Wiz — Red Agent, AI-BOM, and Wiz Code Expand AI Application Security Platform
AI relevance: Wiz Red Agent uses AI to model attacker behavior and autonomously validate complex, logic-driven vulnerabilities across cloud infrastructure — representing a shift from static scanning to agentic security testing.
- Red Agent entered public preview — an AI system that identifies and validates complex vulnerabilities by modeling attacker behavior, analyzing application behavior, and adapting its approach in real time.
- It joins Blue Agent (now GA for defensive analysis) and Green Agent (public preview for remediation), completing Wiz's three-agent security triad.
- AI-BOM (AI Bill of Materials) creates an inventory of AI frameworks, models, and IDE extensions across an organization — covering LangChain, Gemini Code Assist, GitHub Copilot, Cursor, and others — to reduce shadow AI adoption.
- Wiz Code adds three new functions: pre-commit security guardrails for AI-generated code (including tools like Lovable), remediation skills for Claude Code and Cursor that pull validated findings from the Wiz Security Graph, and AI-BOM integration.
- Wiz Research found that 20% of applications built with AI-assisted coding tools contain significant security issues, including broken access controls and exposed data endpoints.

WHAT YOU SHOULD DO:
Name every Wiz agent mentioned in the Wiz product update, with the role and release status the text gives for each.

RAW DATA:
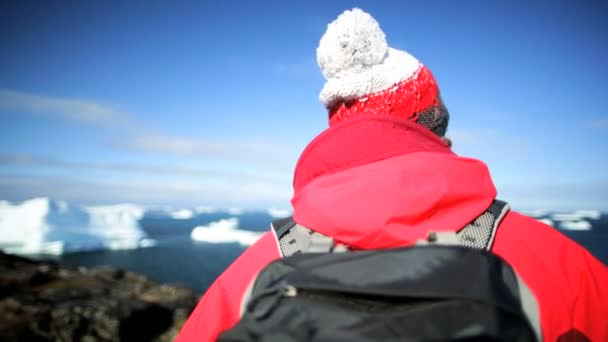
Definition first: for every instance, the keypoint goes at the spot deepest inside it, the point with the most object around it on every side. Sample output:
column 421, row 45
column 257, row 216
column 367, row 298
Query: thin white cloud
column 187, row 146
column 63, row 108
column 140, row 168
column 131, row 134
column 176, row 193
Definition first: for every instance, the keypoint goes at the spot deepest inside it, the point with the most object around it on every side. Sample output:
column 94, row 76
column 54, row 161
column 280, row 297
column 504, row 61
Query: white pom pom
column 352, row 43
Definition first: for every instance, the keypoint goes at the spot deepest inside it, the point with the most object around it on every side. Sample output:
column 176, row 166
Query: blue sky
column 210, row 103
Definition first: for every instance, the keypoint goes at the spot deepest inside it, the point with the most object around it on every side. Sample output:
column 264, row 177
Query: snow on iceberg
column 577, row 215
column 279, row 213
column 45, row 226
column 182, row 214
column 224, row 231
column 538, row 213
column 575, row 225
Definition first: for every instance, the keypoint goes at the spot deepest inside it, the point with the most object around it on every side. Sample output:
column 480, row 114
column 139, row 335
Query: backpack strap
column 481, row 232
column 294, row 238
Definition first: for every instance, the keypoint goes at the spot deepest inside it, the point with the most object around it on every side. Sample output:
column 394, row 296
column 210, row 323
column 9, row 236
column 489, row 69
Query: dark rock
column 45, row 301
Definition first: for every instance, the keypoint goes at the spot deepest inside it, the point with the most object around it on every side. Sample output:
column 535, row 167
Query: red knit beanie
column 364, row 76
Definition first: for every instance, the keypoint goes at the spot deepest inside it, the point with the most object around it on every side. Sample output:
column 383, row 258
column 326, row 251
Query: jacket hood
column 379, row 182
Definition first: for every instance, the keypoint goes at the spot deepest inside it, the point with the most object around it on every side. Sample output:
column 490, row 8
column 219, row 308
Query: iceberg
column 182, row 214
column 575, row 225
column 279, row 213
column 45, row 226
column 577, row 215
column 224, row 231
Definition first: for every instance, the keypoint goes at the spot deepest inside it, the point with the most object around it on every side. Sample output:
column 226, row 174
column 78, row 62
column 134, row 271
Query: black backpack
column 447, row 288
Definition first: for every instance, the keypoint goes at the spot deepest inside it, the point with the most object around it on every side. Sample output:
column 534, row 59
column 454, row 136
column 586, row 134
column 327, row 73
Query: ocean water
column 178, row 259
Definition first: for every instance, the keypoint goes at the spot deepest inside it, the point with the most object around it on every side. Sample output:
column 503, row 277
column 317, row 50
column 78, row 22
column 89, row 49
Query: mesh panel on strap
column 294, row 238
column 297, row 239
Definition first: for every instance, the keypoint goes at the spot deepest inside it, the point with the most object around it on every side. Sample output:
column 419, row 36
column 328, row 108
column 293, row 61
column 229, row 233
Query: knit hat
column 364, row 76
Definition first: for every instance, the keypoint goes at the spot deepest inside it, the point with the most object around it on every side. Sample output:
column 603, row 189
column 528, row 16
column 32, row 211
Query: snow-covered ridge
column 45, row 226
column 224, row 231
column 579, row 220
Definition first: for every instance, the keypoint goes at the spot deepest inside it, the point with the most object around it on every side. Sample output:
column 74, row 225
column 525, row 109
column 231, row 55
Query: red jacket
column 377, row 183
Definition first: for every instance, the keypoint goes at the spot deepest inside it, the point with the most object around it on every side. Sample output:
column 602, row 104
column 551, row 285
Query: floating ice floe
column 538, row 213
column 182, row 214
column 575, row 225
column 279, row 213
column 45, row 226
column 224, row 231
column 577, row 215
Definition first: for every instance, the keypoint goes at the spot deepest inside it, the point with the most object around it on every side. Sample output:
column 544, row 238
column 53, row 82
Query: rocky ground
column 45, row 301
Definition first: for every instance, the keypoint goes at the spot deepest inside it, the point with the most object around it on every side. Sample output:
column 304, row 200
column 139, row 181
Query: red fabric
column 405, row 100
column 379, row 182
column 570, row 284
column 219, row 308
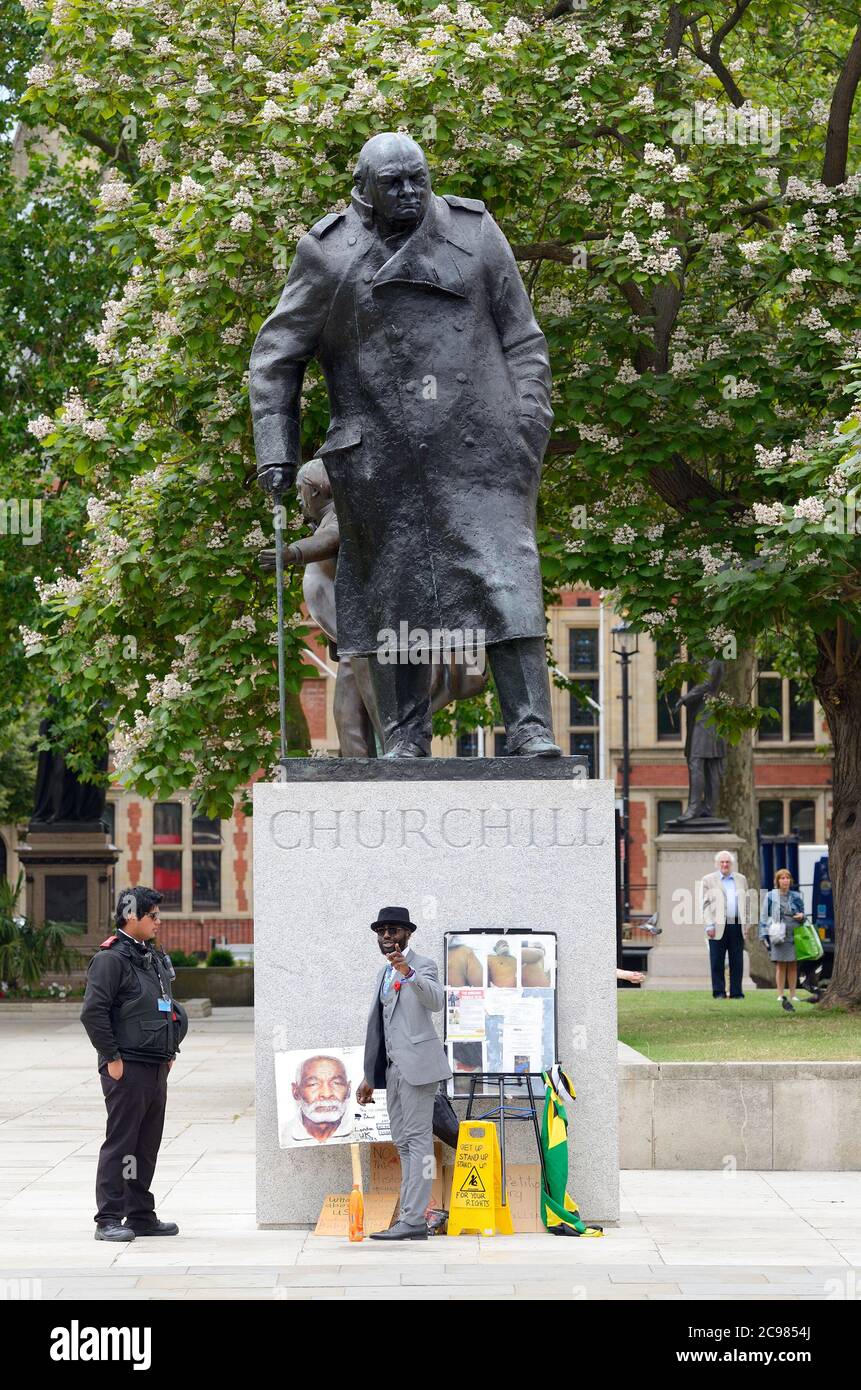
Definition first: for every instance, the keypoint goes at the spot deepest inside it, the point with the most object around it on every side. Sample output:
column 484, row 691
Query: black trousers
column 732, row 945
column 519, row 666
column 127, row 1159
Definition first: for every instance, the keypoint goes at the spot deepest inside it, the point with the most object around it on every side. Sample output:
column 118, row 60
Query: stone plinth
column 680, row 958
column 70, row 877
column 462, row 843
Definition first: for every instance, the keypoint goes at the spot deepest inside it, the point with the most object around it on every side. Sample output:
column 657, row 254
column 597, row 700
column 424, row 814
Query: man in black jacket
column 135, row 1027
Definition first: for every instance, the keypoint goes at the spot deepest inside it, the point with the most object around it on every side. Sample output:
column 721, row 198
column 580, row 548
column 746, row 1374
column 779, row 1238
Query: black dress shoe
column 401, row 1232
column 114, row 1230
column 157, row 1228
column 538, row 747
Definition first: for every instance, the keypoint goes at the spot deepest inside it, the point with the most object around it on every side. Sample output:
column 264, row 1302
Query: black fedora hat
column 397, row 916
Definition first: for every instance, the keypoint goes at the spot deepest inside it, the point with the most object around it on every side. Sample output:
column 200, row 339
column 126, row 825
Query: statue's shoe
column 538, row 747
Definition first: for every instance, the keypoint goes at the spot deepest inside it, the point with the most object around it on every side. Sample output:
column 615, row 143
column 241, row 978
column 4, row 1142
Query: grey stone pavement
column 682, row 1236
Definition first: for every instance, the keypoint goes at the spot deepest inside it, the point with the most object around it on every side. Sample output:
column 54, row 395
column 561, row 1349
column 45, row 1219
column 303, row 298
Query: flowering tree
column 714, row 476
column 683, row 216
column 45, row 228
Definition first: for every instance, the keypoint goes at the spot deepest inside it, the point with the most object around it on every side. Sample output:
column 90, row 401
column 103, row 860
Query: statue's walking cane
column 278, row 519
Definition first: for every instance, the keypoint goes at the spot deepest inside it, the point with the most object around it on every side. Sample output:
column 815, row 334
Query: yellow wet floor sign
column 476, row 1204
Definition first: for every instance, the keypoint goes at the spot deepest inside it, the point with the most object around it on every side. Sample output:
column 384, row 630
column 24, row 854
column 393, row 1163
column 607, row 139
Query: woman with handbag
column 783, row 911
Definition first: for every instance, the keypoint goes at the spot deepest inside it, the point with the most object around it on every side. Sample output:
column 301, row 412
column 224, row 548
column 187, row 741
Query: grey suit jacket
column 413, row 1040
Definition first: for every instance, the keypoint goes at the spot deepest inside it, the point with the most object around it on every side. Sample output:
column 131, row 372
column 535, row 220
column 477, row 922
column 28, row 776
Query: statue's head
column 315, row 489
column 391, row 174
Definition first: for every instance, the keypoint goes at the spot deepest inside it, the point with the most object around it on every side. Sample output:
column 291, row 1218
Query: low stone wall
column 226, row 986
column 749, row 1115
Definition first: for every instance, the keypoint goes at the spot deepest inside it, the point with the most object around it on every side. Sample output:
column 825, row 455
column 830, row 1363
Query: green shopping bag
column 808, row 944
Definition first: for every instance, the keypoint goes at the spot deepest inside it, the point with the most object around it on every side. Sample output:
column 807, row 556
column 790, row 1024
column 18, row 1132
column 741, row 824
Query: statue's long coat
column 438, row 387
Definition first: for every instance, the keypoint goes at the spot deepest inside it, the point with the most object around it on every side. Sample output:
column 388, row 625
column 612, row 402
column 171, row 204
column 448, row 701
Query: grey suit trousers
column 411, row 1112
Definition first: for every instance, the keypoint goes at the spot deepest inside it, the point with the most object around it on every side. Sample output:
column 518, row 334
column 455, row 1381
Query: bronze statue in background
column 356, row 717
column 705, row 756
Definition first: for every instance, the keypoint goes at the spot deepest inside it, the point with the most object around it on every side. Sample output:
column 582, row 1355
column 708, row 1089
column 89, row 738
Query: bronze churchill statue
column 438, row 385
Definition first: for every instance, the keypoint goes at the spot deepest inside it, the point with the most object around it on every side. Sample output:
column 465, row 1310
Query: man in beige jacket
column 725, row 918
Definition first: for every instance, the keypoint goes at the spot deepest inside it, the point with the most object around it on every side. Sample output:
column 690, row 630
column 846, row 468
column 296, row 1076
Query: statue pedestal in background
column 461, row 843
column 680, row 961
column 70, row 876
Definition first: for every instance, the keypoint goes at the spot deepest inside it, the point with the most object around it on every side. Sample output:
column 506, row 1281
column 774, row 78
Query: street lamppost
column 626, row 644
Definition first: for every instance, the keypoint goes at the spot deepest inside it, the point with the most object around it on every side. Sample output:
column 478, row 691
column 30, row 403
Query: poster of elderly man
column 316, row 1096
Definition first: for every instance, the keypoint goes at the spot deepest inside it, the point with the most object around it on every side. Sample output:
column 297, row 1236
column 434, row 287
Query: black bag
column 445, row 1119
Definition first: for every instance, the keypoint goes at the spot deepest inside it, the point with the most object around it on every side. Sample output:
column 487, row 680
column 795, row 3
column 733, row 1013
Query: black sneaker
column 155, row 1228
column 114, row 1230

SOLUTION TO THE PROBLEM:
- Red Agent: identifies and validates complex vulnerabilities by modeling attacker behavior; public preview.
- Blue Agent: defensive analysis; generally available (GA).
- Green Agent: remediation; public preview.